### WORK INSTRUCTIONS
Lay out every row below as a JSON list of strings, one string per line, leaving out blank lines.
=-=-=
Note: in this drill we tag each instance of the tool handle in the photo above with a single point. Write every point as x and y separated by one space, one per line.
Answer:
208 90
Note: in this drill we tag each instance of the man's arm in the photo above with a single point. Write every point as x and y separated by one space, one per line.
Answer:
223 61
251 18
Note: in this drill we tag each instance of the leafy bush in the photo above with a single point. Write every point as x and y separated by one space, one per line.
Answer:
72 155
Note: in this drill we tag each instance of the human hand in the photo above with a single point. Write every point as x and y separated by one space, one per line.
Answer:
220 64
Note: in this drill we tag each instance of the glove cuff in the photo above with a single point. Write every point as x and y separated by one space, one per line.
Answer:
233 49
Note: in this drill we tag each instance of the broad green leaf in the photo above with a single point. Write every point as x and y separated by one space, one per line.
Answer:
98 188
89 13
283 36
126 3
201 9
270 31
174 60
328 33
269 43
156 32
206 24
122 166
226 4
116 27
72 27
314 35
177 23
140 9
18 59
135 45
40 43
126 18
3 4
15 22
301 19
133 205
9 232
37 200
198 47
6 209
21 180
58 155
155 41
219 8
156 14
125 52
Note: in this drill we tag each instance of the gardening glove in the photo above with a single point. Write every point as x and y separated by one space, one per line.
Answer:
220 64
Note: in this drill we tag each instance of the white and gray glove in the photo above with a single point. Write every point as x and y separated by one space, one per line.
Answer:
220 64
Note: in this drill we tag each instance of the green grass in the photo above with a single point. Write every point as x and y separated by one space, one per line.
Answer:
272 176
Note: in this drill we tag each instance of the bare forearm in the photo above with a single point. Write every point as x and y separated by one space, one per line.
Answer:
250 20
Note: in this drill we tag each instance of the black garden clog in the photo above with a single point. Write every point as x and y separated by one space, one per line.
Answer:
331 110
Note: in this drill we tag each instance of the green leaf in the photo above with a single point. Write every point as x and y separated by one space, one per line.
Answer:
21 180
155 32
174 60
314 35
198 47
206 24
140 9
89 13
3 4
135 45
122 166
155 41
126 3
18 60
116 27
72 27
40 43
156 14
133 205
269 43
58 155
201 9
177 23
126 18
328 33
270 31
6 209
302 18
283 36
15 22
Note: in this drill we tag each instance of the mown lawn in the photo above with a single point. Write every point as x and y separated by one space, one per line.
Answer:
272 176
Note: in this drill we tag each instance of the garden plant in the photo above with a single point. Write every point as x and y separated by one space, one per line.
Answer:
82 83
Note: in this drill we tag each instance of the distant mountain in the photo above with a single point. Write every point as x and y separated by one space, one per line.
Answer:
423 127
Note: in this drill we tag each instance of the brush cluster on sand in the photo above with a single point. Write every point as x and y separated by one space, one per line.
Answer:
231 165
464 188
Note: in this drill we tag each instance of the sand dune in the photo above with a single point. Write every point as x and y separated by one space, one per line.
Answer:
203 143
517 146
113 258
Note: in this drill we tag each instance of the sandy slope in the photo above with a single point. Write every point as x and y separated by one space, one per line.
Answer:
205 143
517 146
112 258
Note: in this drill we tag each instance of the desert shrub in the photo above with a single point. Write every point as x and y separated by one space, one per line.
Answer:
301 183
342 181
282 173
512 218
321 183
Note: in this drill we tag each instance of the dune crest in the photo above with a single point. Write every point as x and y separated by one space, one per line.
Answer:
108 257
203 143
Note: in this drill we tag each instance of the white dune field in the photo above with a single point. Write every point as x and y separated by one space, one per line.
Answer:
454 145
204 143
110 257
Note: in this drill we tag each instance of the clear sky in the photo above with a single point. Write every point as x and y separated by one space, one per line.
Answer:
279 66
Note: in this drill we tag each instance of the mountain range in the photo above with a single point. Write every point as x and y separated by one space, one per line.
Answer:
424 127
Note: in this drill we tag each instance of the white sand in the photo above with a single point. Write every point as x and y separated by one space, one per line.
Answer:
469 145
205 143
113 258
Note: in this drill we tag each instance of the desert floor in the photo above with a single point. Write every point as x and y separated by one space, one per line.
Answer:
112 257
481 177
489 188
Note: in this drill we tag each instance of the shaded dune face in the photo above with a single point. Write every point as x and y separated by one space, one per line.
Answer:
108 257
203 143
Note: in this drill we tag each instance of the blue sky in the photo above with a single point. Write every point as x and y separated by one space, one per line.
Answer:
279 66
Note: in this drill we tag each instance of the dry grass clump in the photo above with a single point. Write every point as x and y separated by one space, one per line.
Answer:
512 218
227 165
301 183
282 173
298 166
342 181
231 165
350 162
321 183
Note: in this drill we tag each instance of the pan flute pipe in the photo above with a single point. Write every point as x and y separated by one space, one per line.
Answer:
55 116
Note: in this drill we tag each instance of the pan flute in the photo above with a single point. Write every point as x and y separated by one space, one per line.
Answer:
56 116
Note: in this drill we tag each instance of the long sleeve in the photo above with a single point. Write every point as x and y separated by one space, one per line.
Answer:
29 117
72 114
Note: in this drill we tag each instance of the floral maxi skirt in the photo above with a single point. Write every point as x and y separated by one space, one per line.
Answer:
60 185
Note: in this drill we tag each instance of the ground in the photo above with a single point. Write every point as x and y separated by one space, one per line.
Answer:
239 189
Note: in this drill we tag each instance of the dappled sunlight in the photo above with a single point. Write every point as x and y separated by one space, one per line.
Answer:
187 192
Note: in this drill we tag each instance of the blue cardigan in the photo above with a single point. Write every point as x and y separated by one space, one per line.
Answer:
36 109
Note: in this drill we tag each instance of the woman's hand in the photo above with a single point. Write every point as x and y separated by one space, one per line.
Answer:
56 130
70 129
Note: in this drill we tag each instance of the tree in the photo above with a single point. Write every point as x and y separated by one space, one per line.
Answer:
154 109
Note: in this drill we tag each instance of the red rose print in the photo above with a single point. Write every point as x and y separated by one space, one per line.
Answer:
=-=-=
### ANSWER TO THE PROBLEM
[
  "Note: in this drill we tag each instance of the tool handle in the photo above with a single point. Write every point as x and y separated by one space, one per line.",
  "Answer:",
  "208 90",
  "Note: in this drill we tag each instance of the man's arm in the photo above with a single point. Write every point as x and y separated by one space, one per line.",
  "Answer:",
  "223 61",
  "251 18",
  "Note: in this drill we tag each instance of the leafy bush in the photo above with a single point. Write every point as x and y separated by one space, one per line.",
  "Answer:",
  "72 155",
  "Note: in this drill we tag each instance of the human hand in the photo above with a single point. Write every point as x and y separated by one space, one per line.",
  "Answer:",
  "220 64",
  "Note: in this drill we tag each instance of the glove cuff in the photo above with a single point. Write every point as x and y separated by one space, one per line.",
  "Answer:",
  "233 49",
  "Note: in this drill we tag each instance of the broad green leaf in the photo above with a single point. Write every point as x and y separated by one space, one per line.",
  "Answer:",
  "98 188",
  "89 13",
  "283 36",
  "126 3",
  "201 9",
  "270 31",
  "174 60",
  "328 33",
  "269 43",
  "156 32",
  "206 24",
  "122 166",
  "226 4",
  "116 27",
  "72 27",
  "314 35",
  "177 23",
  "140 9",
  "18 59",
  "135 45",
  "40 43",
  "126 18",
  "3 4",
  "15 22",
  "301 19",
  "133 205",
  "9 232",
  "37 200",
  "198 47",
  "6 209",
  "21 180",
  "58 155",
  "155 41",
  "219 8",
  "156 14",
  "125 52",
  "Note: in this drill we tag each instance of the gardening glove in the photo above with a single point. Write every point as x and y separated by one space, one per line.",
  "Answer:",
  "220 64",
  "Note: in this drill we tag each instance of the white and gray glove in the photo above with a single point. Write every point as x and y separated by one space, one per line.",
  "Answer:",
  "220 64",
  "Note: in this drill we tag each instance of the green grass in the photo above with a single point. Write every point as x and y separated by one space, one per line.",
  "Answer:",
  "272 176",
  "Note: in this drill we tag each instance of the bare forearm in the photo above with a single point. Write every point as x and y separated by one space, one per line.",
  "Answer:",
  "250 20",
  "Note: in this drill we tag each instance of the black garden clog in the photo above with a single point. Write every point as x and y separated by one space, one per line.",
  "Answer:",
  "331 110",
  "Note: in this drill we tag each instance of the green leaf in the photo above with a single point. Write every point as x and y separated by one space, one per line.",
  "Answer:",
  "21 180",
  "155 32",
  "174 60",
  "314 35",
  "198 47",
  "206 24",
  "140 9",
  "89 13",
  "3 4",
  "135 45",
  "122 166",
  "155 41",
  "126 3",
  "18 60",
  "116 27",
  "72 27",
  "40 43",
  "156 14",
  "133 205",
  "269 43",
  "58 155",
  "201 9",
  "177 23",
  "126 18",
  "328 33",
  "270 31",
  "6 209",
  "302 18",
  "283 36",
  "15 22",
  "Note: in this drill we tag each instance of the mown lawn in the photo above with a single point. Write every point as x and y separated by one space, one per line.",
  "Answer:",
  "272 176",
  "Note: in this drill we tag each instance of the garden plant in the photo above with a single point. Write every point as x and y separated by one space, one per line.",
  "Answer:",
  "82 83",
  "Note: in this drill we tag each instance of the distant mountain in the photo above with a single point. Write every point as x and y separated by one space, one per line.",
  "Answer:",
  "423 127",
  "Note: in this drill we tag each instance of the brush cluster on sand in the photo above with a single point. Write every point as x and y separated by one space, one per line.",
  "Answer:",
  "231 165",
  "464 188",
  "Note: in this drill we tag each instance of the sand dune in the photo above with a single point. Write every point as x and y separated by one space, one per line.",
  "Answer:",
  "203 143",
  "517 146",
  "113 258",
  "Note: in this drill we tag each instance of the sandy slope in the photo above with a single point. Write every point as x and y separated by one space, one per line.",
  "Answer:",
  "205 143",
  "517 146",
  "112 258",
  "Note: in this drill we tag each instance of the desert shrub in the photo above with a single point. Write every point as x and y separated by one space, one per line.",
  "Answer:",
  "301 183",
  "342 181",
  "282 173",
  "512 218",
  "321 183",
  "Note: in this drill we tag each instance of the dune crest in the photo above with a single point. Write every point as x and y separated by one space, one per line.",
  "Answer:",
  "108 257",
  "203 143",
  "Note: in this drill we tag each instance of the white dune field in the photo above with a single point. Write every point as x and y separated by one space, one per line.",
  "Answer:",
  "454 145",
  "204 143",
  "110 257",
  "Note: in this drill we tag each instance of the clear sky in the photo above with a single point. Write every point as x and y separated by one space, one per line.",
  "Answer:",
  "279 66",
  "Note: in this drill we tag each instance of the mountain range in the photo above with a single point. Write every point as x and y separated by one space, one per line.",
  "Answer:",
  "424 127",
  "Note: in this drill we tag each instance of the white sand in the photo above with a single point. Write every point as x and y separated by one space, one per line.",
  "Answer:",
  "469 145",
  "205 143",
  "113 258",
  "Note: in this drill we tag each instance of the desert floor in the photo above with a single point. Write every point as x and y separated by one space, one per line.",
  "Answer:",
  "112 257",
  "481 177",
  "489 188",
  "Note: in this drill we tag each instance of the shaded dune face in the photo above with a single point. Write every point as x and y separated by one space, one per line.",
  "Answer:",
  "108 257",
  "203 143",
  "Note: in this drill we tag each instance of the blue sky in the photo above with a single point. Write every point as x and y separated by one space, one per line.",
  "Answer:",
  "279 66",
  "Note: in this drill we tag each instance of the dry grass clump in the photo above with a single point. Write every point as x and y separated by one space, one per line.",
  "Answer:",
  "512 218",
  "227 165",
  "301 183",
  "282 173",
  "298 166",
  "342 181",
  "231 165",
  "350 162",
  "321 183",
  "Note: in this drill we tag each instance of the pan flute pipe in the photo above with a single point. Write every point as x and y separated by one space, one per line.",
  "Answer:",
  "55 116",
  "Note: in this drill we tag each instance of the pan flute in the photo above with a single point. Write every point as x and y separated by one space, one per line.",
  "Answer:",
  "56 116",
  "Note: in this drill we tag each instance of the long sleeve in the photo above with a single point. Write every point as x and y separated by one space, one per line.",
  "Answer:",
  "29 117",
  "72 114",
  "Note: in this drill we tag each instance of the floral maxi skirt in the photo above with a single point. Write every point as x and y separated by one space, one per line.",
  "Answer:",
  "60 185",
  "Note: in this drill we tag each instance of the ground in the photo above with a single point. Write every point as x and y separated by one space, one per line.",
  "Answer:",
  "239 189",
  "Note: in this drill we tag each instance of the dappled sunlight in the photo above with a single point. Write every point as x and y separated by one space, one per line.",
  "Answer:",
  "187 192",
  "Note: in this drill we tag each instance of the blue cardigan in the photo above with a single point. Write every point as x and y separated by one space, one per line.",
  "Answer:",
  "36 109",
  "Note: in this drill we tag each instance of the woman's hand in the photo above with a single point. Write every point as x and y separated by one space, one per line.",
  "Answer:",
  "56 130",
  "70 129",
  "Note: in this drill we tag each instance of the tree in the photo above with a single point. Write every point as x and y separated by one space, one per line.",
  "Answer:",
  "154 109",
  "Note: in this drill we tag each instance of the red rose print in the photo above with a single point. Write every point as x and y separated by one space, one per line.",
  "Answer:"
]